Впервые (неверно дотированное) — ВЛ, 1973, № 9. С.218. Подлинник — РГАЛИ. Ф.2207. Оп.1. Ед.хр.11. Л.65.
П.И.Чагин (1898–1967) — тогда директор Гослитиздата.
<Москва,> 9 июня <19>43
Дорогой Петр Николаевич,
посылаю статью об эльзасцах[782], о которой несколько недель тому назад говорил с товарищем Леонтьевым[783].
Теперь я закончил литературную работу, которая меня на некоторое время отрывала от газет, и рад буду теснее работать с Вами. Вот только не могу скрыть от Вас удивления и досады. Я понимаю, что статья об Англии, которую я написал по просьбе «Правды», не была напечатана по независящим от редакции обстоятельствам. Но мне кажется, что редакция могла бы мне об этом сказать. Иначе получается как-то странно: когда статья нужна, мне много раз звонят, когда произошла заминка — молчание. Прошу Вас рассудить самому, помогает ли это в работе.
Впервые. Подлинник — РГАСПИ. Ф. 629. Оп.1. Ед.хр. 110. Л.2.
<Из Москвы в действующую армию,> 12 сентября <19>43
Mon cher ami,
очень обрадовался Вашей открытке. Знал от М<арии> А<лександровны> и Кривицкого[784], что Вас хорошо встретили[785]. Мне очень хочется еще верить, что добродетель восторжествует. В Москве особых новостей нет, кроме больших новостей, которые Вы переживаете еще острее. Бузу не понимает по вечерам происходящего[786] и воет. Вы, наверно, взволнованы итальянскими делами[787]. Очень увлекательно. По-моему, немцы нервничают и могут неожиданно лопнуть. Я, как и прежде, стучу на машинке денно и нощно. Роза передает привет и говорит, что еще не все для нее и для Вас потеряно в жизни. Сава консервируется. Присылайте Вашу газету в <Красную> Звезду. Посылаю Вам «Свободу»[788]. Часто почему-то в последнее время вижу прежний Париж и теперешний. Пишите. Вас помнят и любят
Впервые.
◇ ◇ ◇ ◇
#### УСЛОВИЯ ЗАДАНИЙ
1: Какую должность, согласно фрагменту писем 1943 года, тогда занимал П. И. Чагин?
2: Приведите продолжение фрагмента писем 1943 года, начав сразу после его последней строки.
◇ ◇ ◇ ◇
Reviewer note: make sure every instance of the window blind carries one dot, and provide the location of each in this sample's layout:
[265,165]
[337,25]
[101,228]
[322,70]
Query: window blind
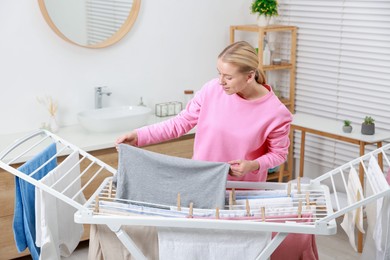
[343,68]
[105,18]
◇ ◇ ◇ ◇
#### ОТВЕТЫ К ЗАДАНИЯМ
1: Он был директором Гослитиздата.

2:
<Из Москвы в действующую армию — пп. 57827, 24 октября 1943>
Дорогой Александр Федорович,
вернувшись с фронта, нашел Ваше письмо[789] и обрадовался ему. Рад, что у Вас все благополучно.
Мне очень понятно и близко все, что Вы пишете об искусстве: это мои чувства и мысли. Минутами я начинаю надеяться, что такие, как Вы, вернувшись после войны, окажутся сильнее рутины и ограниченности. Минутами я сам впадаю в хандру.
Теперь приближается развязка. Я был у Киева. Немцы не те, и они быстро катятся под гору. Разорение ужасное: уходя жгут. Да и люди, бывшие под ними, как-то деформированы.
Шлю Вам «Войну»[790]. Она уже отстала от событий. Все это написано для одного дня[791]. Для детей будут писать потом: немного правдивей и немного обманчивей — психологический реализм плюс историческая легенда.
Крепко жму Вашу руку
Впервые (без комментариев) — Советские писатели на фронтах Великой Отечественной войны. Литнаследство, т.78, кн.1. М., 1966. С.616. Публикация В.А.Мильман и Л.И.Соловейчика.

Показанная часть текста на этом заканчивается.